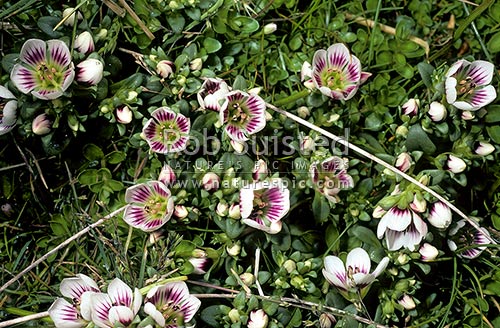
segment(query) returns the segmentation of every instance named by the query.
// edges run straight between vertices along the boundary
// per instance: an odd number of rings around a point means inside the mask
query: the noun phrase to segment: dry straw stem
[[[385,32],[385,33],[390,34],[390,35],[396,35],[396,29],[394,27],[391,27],[391,26],[388,26],[388,25],[384,25],[384,24],[381,24],[381,23],[377,24],[377,23],[375,23],[375,21],[373,21],[371,19],[367,19],[367,18],[360,17],[360,16],[354,16],[353,14],[349,14],[349,13],[346,13],[345,17],[347,19],[353,20],[354,22],[356,22],[356,23],[358,23],[360,25],[367,26],[369,28],[374,28],[375,25],[376,25],[382,32]],[[424,48],[425,55],[427,57],[429,57],[430,48],[429,48],[429,44],[427,43],[427,41],[422,40],[420,38],[417,38],[416,36],[413,36],[413,35],[411,35],[408,38],[408,40],[410,40],[410,41],[418,44],[422,48]]]
[[[349,149],[354,150],[356,153],[358,153],[358,154],[360,154],[362,156],[365,156],[368,159],[371,159],[372,161],[374,161],[374,162],[382,165],[383,167],[387,168],[388,170],[396,173],[397,175],[400,175],[404,179],[406,179],[409,182],[413,183],[414,185],[422,188],[423,190],[427,191],[432,196],[436,197],[437,199],[439,199],[440,201],[442,201],[443,203],[445,203],[446,205],[448,205],[448,207],[450,209],[452,209],[455,213],[457,213],[462,218],[464,218],[465,220],[467,220],[467,222],[469,222],[469,224],[471,226],[473,226],[476,230],[482,232],[481,227],[477,224],[476,221],[474,221],[471,218],[469,218],[464,212],[462,212],[461,210],[459,210],[455,205],[453,205],[452,203],[450,203],[446,198],[444,198],[443,196],[441,196],[440,194],[438,194],[434,190],[430,189],[426,185],[422,184],[420,181],[416,180],[415,178],[409,176],[408,174],[404,173],[401,170],[398,170],[394,166],[386,163],[385,161],[383,161],[382,159],[378,158],[377,156],[372,155],[371,153],[367,152],[366,150],[363,150],[363,149],[359,148],[358,146],[350,143],[349,141],[347,141],[347,140],[345,140],[345,139],[343,139],[341,137],[337,137],[336,135],[334,135],[331,132],[328,132],[328,131],[326,131],[326,130],[324,130],[324,129],[322,129],[322,128],[320,128],[320,127],[318,127],[318,126],[316,126],[316,125],[314,125],[312,123],[309,123],[308,121],[303,120],[303,119],[301,119],[300,117],[298,117],[296,115],[293,115],[293,114],[291,114],[291,113],[289,113],[287,111],[284,111],[284,110],[282,110],[282,109],[280,109],[280,108],[278,108],[276,106],[273,106],[273,105],[268,104],[268,103],[266,103],[266,105],[267,105],[268,108],[274,110],[275,112],[278,112],[278,113],[280,113],[282,115],[285,115],[286,117],[294,120],[297,123],[300,123],[300,124],[308,127],[311,130],[314,130],[314,131],[317,131],[317,132],[321,133],[325,137],[330,138],[330,139],[332,139],[335,142],[338,142],[339,144],[343,145],[344,147],[347,147]],[[493,238],[491,238],[490,236],[488,236],[486,234],[484,236],[489,240],[490,243],[496,244],[496,242],[493,240]]]
[[[30,314],[30,315],[25,315],[23,317],[19,317],[19,318],[15,318],[15,319],[12,319],[12,320],[7,320],[7,321],[0,322],[0,327],[9,327],[9,326],[17,325],[19,323],[28,322],[28,321],[31,321],[31,320],[38,320],[38,319],[41,319],[41,318],[45,318],[48,315],[49,315],[49,312],[47,312],[47,311],[40,312],[40,313],[35,313],[35,314]]]
[[[10,285],[12,285],[13,283],[15,283],[17,280],[19,280],[19,278],[21,278],[22,276],[24,276],[26,273],[30,272],[37,265],[39,265],[40,263],[42,263],[43,261],[45,261],[49,256],[51,256],[52,254],[56,253],[60,249],[68,246],[71,242],[73,242],[76,239],[80,238],[81,236],[85,235],[90,230],[94,229],[95,227],[100,226],[101,224],[103,224],[104,222],[106,222],[107,220],[109,220],[110,218],[114,217],[115,215],[117,215],[118,213],[120,213],[121,211],[123,211],[125,209],[125,207],[126,206],[120,207],[116,211],[113,211],[113,212],[109,213],[105,217],[97,220],[96,222],[92,223],[91,225],[89,225],[85,229],[80,230],[79,232],[77,232],[73,236],[69,237],[68,239],[66,239],[65,241],[63,241],[62,243],[60,243],[59,245],[57,245],[56,247],[54,247],[53,249],[51,249],[50,251],[48,251],[47,253],[45,253],[45,255],[43,255],[42,257],[40,257],[38,260],[36,260],[35,262],[31,263],[30,265],[28,265],[23,271],[21,271],[14,278],[10,279],[2,287],[0,287],[0,293],[3,292],[4,290],[6,290]]]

TASK -> What should be set down is every line from the opening of the records through the line that contains "inside the mask", exactly, with pictures left out.

EXPECTED ANSWER ->
segment(query) returns the segmentation of every instance named by the query.
// edges run straight between vertices along the boundary
// per instance: an odd number of rings around a point means inside the mask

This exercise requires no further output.